DOCUMENT EXCERPT |
--- --- ---

But that hasn’t stopped the government and the opposition from sparring over the latest set of numbers.

The September figures showed a jobless rate of 5.4 per cent, up from 5.1 per cent in August. This is the highest unemployment rate since April 2010.

The government says more people are in work than ever before, and a small swing upward in the jobless rate is all due to the Coalition in Queensland sacking swathes of public servants. Feeding this assertion is a high Queensland jobless rate of 6.3 per cent.

Extrapolating from this assertion, the government has warned voters that “this is what Liberals do”, adding that opposition leader Tony Abbott would – if elected prime minister – soon be drafting thousands of redundancy notices for commonwealth government employees.

Liberal shadow treasurer, Joe Hockey, has come back at the government with the counter-argument that Labor is to blame for the higher unemployment because it has fostered a climate of low business confidence.

After that, the argument splits along the usual ideological lines, with Mr Hockey defending the Queensland job cuts and insisting that getting that state’s budget back into surplus is a better strategy than using public expenditure to bolster employment.

Mr Abbott, predictably, has declared that jobs are being lost because of the economic effects of the carbon tax.

Hollowed economy

Politics aside, a rise in unemployment has been predicted for some time.

The mining boom – untempered by any effective resource tax – drove up labour costs and the dollar, hollowing out the non-mining sectors of the economy.

--- --- ---

Collected data:

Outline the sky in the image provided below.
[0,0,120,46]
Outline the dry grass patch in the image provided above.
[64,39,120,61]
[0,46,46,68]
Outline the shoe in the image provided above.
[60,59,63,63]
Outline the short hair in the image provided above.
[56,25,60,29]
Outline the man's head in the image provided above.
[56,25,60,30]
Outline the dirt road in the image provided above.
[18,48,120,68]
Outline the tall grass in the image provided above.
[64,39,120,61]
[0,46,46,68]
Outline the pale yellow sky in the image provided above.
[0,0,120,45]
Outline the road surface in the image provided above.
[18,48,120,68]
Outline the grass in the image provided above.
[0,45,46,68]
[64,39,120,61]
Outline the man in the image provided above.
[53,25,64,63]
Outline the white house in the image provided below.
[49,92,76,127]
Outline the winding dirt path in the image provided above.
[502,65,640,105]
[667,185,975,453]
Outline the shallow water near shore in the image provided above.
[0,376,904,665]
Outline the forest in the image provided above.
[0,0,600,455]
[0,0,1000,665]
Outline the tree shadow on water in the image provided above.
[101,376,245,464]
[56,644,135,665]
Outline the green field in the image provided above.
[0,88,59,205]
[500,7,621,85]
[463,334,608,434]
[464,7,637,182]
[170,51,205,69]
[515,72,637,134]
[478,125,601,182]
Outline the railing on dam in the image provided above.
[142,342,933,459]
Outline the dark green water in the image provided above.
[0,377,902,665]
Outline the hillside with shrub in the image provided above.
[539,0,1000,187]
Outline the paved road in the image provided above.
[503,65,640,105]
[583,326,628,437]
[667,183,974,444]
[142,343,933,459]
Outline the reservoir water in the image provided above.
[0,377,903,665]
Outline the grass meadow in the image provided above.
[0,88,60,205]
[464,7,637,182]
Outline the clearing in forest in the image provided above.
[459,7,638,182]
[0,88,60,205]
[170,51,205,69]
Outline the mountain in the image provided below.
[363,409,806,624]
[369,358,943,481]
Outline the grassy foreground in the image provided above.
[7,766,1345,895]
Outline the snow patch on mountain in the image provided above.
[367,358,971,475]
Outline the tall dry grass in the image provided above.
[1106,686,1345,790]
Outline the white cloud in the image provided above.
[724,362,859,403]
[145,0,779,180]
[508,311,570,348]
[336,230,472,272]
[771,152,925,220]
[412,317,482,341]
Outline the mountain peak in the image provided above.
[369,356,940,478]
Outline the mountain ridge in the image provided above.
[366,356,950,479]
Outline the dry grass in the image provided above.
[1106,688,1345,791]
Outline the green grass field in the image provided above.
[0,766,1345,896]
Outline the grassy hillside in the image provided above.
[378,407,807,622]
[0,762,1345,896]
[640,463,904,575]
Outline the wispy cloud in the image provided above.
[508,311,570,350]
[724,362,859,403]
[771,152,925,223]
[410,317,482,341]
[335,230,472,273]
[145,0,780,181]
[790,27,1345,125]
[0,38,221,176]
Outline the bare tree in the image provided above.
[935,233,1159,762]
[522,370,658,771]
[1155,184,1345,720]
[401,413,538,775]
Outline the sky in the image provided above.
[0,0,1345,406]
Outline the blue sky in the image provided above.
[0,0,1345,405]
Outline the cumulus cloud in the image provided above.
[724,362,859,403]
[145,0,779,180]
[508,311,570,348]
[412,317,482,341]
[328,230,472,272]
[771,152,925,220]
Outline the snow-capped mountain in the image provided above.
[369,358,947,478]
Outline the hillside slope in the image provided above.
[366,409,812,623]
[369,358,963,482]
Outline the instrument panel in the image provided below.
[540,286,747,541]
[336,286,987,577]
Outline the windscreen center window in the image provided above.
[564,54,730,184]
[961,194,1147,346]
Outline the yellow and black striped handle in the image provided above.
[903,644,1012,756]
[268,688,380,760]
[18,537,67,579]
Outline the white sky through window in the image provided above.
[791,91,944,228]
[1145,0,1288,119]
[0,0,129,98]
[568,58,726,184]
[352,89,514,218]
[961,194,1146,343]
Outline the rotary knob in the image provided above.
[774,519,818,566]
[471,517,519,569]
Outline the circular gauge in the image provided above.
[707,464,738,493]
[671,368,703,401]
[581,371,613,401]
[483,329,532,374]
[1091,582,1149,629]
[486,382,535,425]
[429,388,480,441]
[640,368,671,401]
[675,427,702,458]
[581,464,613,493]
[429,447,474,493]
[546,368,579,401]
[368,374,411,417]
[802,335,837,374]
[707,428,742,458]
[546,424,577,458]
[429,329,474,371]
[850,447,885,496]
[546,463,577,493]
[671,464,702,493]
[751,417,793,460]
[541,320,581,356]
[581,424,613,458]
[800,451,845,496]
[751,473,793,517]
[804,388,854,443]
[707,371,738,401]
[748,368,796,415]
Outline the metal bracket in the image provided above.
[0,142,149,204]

--- --- ---

WORK INSTRUCTION 1 | Duplicate the stretch of the unemployment article from "The mining boom" through "of the economy.".
WORK INSTRUCTION 2 | According to the unemployment article, what was Queensland's jobless rate?
WORK INSTRUCTION 3 | Resume the unemployment article after its last sentence.

TASK OUTPUT 1 |
The mining boom – untempered by any effective resource tax – drove up labour costs and the dollar, hollowing out the non-mining sectors of the economy.

TASK OUTPUT 2 | 6.3 per cent

TASK OUTPUT 3 |
Warnings went largely ignored, perhaps because some policymakers believed the process would reverse when the boom eased. It hasn’t, at least partly because massive programs of money-printing by foreign governments have created a “race to the bottom” in currency values, leaving Australia isolated as an attractive high-yield haven for overseas investors trying to preserve the value of their money.

Tragically, neither side of politics has managed to espouse any vision to combat this problem, leaving it up to the reserve bank to do what little it can by gradually cutting interest rates.

Even more tragically, it’s likely that neither side will be bold enough to act usefully in the near future, with Labor having badly mishandled parts of its stimulus package in the wake of the first round of the global financial crisis, and the Coalition philosophically wedded to notions of austerity.

Most tragically of all, that means unemployment figures may get worse before they get better. Instead of arguing ideology, the nation’s leaders ought to consider the human cost that possibility implies.